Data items
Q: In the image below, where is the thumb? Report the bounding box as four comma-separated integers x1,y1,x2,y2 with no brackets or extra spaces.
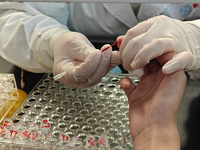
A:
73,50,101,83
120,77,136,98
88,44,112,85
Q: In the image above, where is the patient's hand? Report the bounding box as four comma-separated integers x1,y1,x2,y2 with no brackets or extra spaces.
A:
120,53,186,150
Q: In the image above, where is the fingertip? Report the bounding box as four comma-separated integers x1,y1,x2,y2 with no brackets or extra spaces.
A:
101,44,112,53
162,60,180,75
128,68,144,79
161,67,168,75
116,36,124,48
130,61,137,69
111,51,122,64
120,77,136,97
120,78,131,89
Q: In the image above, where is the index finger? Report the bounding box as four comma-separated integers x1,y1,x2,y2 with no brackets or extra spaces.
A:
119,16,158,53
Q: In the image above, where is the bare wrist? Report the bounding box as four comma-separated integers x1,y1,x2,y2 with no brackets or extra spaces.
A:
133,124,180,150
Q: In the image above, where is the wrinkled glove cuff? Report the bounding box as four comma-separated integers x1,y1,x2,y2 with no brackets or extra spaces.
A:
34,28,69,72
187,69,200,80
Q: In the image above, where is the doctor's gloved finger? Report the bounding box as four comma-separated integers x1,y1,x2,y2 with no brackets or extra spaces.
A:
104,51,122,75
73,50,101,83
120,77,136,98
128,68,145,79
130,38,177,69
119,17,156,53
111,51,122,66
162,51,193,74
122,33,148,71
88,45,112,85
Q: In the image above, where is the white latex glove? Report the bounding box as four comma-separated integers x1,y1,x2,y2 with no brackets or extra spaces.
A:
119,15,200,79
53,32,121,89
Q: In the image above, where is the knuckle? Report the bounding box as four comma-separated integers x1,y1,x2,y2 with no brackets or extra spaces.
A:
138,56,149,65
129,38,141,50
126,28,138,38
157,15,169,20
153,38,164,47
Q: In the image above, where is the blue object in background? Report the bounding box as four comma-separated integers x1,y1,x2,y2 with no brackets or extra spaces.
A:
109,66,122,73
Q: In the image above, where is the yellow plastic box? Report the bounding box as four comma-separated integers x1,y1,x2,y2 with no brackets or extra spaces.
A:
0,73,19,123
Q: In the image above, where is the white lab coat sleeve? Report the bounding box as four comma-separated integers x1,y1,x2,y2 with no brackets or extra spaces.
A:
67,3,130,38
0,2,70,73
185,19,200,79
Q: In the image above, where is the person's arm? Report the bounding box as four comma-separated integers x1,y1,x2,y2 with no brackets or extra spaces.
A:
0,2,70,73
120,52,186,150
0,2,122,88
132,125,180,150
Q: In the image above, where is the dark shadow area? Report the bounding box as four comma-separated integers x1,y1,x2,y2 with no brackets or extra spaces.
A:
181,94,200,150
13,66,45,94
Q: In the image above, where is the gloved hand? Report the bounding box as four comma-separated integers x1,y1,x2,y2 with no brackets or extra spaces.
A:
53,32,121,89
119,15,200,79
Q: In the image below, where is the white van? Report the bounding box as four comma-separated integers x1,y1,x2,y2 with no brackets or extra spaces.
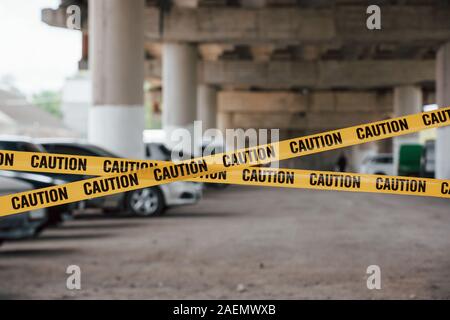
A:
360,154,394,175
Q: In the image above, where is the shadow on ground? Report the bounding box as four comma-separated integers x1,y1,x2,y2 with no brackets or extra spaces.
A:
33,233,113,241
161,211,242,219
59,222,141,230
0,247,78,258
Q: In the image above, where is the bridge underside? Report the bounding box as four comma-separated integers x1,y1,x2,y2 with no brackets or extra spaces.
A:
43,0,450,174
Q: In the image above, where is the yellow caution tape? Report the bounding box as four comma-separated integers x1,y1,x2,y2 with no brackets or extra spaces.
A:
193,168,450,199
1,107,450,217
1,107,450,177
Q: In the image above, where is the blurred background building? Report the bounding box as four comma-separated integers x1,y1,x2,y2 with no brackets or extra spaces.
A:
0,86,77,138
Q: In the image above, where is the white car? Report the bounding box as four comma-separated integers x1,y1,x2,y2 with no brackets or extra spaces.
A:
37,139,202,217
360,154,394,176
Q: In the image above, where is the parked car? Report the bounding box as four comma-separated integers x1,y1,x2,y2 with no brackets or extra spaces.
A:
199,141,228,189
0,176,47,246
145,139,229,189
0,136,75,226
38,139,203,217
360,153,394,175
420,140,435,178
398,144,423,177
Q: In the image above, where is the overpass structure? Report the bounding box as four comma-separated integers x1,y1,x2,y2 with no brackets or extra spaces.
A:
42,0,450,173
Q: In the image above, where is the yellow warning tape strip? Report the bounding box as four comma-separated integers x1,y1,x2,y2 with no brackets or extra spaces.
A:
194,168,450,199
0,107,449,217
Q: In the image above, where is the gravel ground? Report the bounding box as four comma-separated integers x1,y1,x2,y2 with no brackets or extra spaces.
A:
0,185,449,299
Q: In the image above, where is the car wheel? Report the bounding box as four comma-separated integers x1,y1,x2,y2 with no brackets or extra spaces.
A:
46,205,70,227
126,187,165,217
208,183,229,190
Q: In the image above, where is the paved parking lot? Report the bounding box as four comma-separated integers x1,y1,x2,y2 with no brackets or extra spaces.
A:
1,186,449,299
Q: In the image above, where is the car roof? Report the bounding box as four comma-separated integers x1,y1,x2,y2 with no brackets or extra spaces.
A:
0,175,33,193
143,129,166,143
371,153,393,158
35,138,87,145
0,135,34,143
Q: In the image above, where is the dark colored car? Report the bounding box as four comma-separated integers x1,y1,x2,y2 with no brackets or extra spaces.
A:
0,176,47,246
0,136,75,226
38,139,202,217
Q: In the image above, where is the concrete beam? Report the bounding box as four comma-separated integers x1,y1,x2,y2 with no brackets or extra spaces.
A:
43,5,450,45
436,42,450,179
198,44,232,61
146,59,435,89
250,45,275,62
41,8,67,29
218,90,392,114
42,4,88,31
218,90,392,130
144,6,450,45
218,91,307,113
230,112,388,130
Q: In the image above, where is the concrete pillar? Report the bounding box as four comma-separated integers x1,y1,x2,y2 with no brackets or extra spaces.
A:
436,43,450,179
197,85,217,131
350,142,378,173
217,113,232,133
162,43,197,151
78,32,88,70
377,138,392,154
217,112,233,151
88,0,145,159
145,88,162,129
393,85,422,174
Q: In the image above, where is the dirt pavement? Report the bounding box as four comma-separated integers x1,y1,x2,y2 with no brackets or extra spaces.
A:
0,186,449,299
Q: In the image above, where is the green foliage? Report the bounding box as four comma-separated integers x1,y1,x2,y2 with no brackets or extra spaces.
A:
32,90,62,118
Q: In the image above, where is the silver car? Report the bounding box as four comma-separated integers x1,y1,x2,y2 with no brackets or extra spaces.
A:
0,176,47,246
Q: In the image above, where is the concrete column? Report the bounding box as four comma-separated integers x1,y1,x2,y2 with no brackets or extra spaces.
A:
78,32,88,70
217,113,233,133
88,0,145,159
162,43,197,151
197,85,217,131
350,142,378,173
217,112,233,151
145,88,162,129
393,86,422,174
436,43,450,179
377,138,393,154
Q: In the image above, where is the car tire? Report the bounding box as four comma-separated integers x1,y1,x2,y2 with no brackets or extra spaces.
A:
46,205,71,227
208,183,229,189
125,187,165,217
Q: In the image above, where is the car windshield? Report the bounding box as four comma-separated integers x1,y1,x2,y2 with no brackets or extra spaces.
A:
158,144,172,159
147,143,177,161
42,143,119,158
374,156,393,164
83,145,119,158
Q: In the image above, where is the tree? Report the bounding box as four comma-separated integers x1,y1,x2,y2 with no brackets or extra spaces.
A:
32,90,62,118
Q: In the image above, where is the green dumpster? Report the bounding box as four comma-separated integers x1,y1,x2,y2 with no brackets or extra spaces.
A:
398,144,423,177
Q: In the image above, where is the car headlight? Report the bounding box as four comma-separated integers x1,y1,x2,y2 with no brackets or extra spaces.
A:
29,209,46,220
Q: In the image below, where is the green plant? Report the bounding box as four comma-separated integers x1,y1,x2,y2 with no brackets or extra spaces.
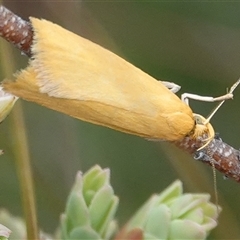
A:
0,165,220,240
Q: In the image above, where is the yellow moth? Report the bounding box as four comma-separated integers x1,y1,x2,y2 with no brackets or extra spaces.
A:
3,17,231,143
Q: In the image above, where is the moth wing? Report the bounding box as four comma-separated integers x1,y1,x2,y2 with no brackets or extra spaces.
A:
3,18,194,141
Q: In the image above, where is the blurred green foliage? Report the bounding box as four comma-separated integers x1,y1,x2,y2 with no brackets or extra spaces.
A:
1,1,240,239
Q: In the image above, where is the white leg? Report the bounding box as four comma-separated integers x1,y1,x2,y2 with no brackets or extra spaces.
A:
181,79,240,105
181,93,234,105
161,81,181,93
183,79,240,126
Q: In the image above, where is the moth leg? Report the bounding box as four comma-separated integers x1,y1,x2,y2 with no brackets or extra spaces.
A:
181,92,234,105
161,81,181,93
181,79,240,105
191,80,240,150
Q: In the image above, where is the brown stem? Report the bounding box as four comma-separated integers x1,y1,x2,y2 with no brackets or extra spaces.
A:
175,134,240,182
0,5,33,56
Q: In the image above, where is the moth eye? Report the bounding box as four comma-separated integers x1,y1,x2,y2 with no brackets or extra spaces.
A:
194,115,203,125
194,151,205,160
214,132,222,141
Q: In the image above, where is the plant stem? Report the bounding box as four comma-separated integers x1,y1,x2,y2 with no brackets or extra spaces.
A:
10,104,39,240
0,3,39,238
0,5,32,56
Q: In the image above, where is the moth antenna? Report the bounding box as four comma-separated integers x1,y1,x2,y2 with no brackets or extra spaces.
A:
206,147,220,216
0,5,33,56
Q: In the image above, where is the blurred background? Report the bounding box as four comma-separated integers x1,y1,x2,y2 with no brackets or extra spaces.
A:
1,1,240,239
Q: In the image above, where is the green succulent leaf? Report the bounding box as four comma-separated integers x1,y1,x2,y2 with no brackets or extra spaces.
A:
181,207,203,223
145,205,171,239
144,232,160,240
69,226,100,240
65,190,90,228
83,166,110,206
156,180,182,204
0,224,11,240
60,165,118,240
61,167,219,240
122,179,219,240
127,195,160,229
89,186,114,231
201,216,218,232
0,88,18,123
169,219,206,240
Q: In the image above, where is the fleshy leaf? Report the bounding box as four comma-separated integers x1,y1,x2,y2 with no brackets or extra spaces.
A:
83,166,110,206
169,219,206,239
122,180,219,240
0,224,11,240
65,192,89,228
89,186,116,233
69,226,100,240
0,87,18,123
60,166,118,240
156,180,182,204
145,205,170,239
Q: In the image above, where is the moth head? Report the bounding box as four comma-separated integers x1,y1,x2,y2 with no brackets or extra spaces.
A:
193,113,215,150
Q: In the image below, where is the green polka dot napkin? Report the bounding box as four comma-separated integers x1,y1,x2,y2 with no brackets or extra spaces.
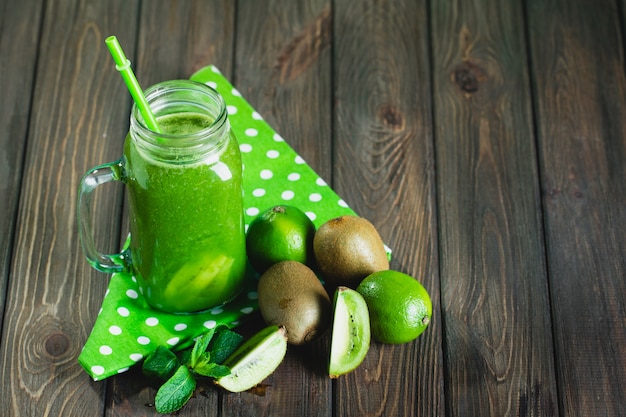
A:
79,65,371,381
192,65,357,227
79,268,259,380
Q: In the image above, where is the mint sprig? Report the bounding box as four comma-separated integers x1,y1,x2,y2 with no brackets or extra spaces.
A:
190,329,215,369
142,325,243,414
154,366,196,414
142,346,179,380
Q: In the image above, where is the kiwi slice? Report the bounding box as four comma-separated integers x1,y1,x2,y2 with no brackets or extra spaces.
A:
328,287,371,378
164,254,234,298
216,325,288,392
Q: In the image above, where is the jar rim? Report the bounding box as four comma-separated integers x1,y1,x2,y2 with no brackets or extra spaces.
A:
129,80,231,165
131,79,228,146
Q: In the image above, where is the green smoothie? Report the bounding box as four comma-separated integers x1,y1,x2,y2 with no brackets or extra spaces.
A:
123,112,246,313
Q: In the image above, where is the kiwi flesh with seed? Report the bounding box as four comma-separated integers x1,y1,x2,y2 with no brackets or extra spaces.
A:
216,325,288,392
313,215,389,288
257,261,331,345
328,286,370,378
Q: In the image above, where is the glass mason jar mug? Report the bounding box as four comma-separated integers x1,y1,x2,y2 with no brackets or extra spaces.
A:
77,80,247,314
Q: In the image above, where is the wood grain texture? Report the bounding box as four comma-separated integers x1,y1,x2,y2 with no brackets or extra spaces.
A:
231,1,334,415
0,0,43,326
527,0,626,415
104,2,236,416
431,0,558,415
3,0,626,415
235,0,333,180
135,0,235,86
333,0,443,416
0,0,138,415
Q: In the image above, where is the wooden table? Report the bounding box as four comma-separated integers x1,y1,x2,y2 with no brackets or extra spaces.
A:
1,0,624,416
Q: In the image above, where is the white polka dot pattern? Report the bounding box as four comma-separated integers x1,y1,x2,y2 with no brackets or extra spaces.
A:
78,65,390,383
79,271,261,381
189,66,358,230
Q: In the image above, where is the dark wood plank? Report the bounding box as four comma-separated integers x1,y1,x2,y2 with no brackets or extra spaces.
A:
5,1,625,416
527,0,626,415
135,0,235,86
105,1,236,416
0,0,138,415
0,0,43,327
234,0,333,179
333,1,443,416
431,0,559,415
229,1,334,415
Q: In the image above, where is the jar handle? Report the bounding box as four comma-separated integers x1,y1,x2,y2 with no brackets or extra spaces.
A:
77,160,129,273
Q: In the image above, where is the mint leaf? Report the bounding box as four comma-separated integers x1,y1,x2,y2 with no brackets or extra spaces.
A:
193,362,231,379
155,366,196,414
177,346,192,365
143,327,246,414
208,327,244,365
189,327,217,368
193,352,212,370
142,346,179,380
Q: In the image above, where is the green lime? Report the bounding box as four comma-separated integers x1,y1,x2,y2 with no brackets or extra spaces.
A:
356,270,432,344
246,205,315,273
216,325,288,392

## Exercise aim
Among the lines of the data above, some may hold the word "polka"; report how many, as a single number.

## Task solution
2